# Saturday in the "Tomudka"



## Kemo (Jun 22, 2008)

This was basically the maiden voyage of “Who ‘Noe? II”, after all the changes were finally completed (except the fuel filter).  Had a good day in the Tomoka Basin.  Couldn’t find live shrimp, and my buddy was with me, and he doesn’t do well with artificials, plus I wanted something for the dinner table.  Went to Wynn Dixie and bought a pound of fresh shrimp.  They were so big we had to cut them up, as they weighed 3 or 4 ounces each, but it was all they had.  Spent the first hour checking out the rig and making adjustments.  Then started fishing.  All in all, we caught 3 snook, 5 mangroves, 2 rays and 2 catfish.  Only took one photo, as I needed a little bragging material.  A 26 inch snook.  Funny, but we were at one of my mangrove holes and they were hitting our baits the instant they hit the water.  All of a sudden, the bite stopped.  We were fishing for the mangroves with small pieces of cut shrimp.  I told my buddy that those mangroves don’t just stop like that, that there’s something large in there that spooked them.  So, I put on a large piece of shrimp and tossed it out.   I loosened the drag, and the next thing I knew, I had something on that ran 40 or 50 yards from the boat.  5 or 6 minutes later, I got this guy in the boat.

• _Set exercise 1_
In the fishing post, how long was the snook in the only photo taken?
• _Set exercise 2_
Can you copy every one of the rows below word for word, omitting the pictures?
The fishing post and the rows have no connection to each other.

• _Supplied entries_

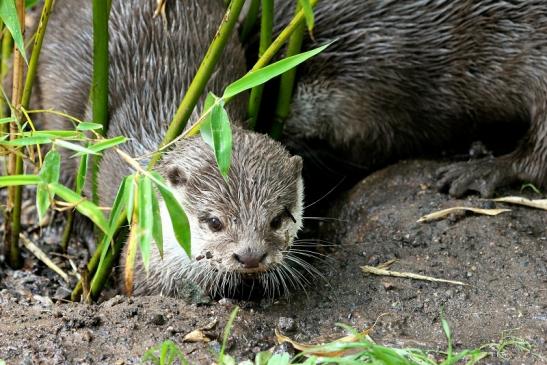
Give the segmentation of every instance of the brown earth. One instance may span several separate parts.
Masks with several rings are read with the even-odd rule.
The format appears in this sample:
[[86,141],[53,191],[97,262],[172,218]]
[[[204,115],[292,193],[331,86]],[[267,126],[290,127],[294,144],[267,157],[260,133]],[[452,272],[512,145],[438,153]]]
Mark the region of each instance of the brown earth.
[[[0,359],[7,364],[133,364],[150,346],[172,339],[193,363],[210,363],[238,304],[242,310],[228,353],[239,360],[273,346],[276,327],[297,340],[316,341],[342,336],[336,323],[363,329],[377,322],[371,337],[379,343],[443,350],[443,311],[458,349],[507,334],[534,346],[532,353],[512,349],[507,359],[493,354],[485,363],[547,363],[547,213],[496,204],[511,212],[416,223],[446,207],[494,205],[437,193],[430,185],[438,166],[402,162],[339,196],[328,214],[336,220],[320,229],[333,244],[322,248],[328,259],[317,264],[324,280],[274,302],[221,300],[196,306],[163,297],[115,296],[97,305],[53,303],[50,297],[62,296],[63,289],[49,269],[34,263],[14,272],[0,264]],[[469,285],[370,276],[360,269],[389,259],[398,260],[392,270]],[[69,270],[66,260],[56,260]],[[198,328],[213,341],[182,342]]]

• _Worked solution 1_
26 inches.

• _Worked solution 2_
Give the segmentation of every instance of the brown earth. One instance may span several separate parts.
Masks with several rings are read with the even-odd rule.
The format appears in this sample:
[[86,141],[53,191],[97,262],[172,218]]
[[[204,115],[292,193],[331,86]],[[267,126],[290,127],[294,144],[267,157],[260,133]],[[452,272],[512,145],[438,153]]]
Mark the region of each instance of the brown earth.
[[[0,359],[7,364],[133,364],[150,346],[172,339],[193,363],[210,363],[238,304],[242,310],[228,353],[239,360],[273,346],[276,327],[297,340],[316,341],[342,336],[336,323],[363,329],[377,322],[371,337],[379,343],[443,350],[443,311],[458,349],[507,334],[534,346],[532,353],[512,349],[507,359],[493,354],[485,363],[547,363],[547,213],[496,204],[511,212],[416,223],[446,207],[494,205],[437,193],[430,185],[438,166],[402,162],[339,196],[328,214],[336,220],[320,229],[333,244],[322,248],[328,259],[317,264],[324,280],[274,302],[221,300],[196,306],[163,297],[115,296],[97,305],[53,303],[50,297],[62,296],[63,289],[49,269],[34,263],[14,272],[0,264]],[[469,285],[370,276],[360,269],[389,259],[398,260],[392,270]],[[69,270],[66,260],[56,260]],[[198,328],[213,341],[182,342]]]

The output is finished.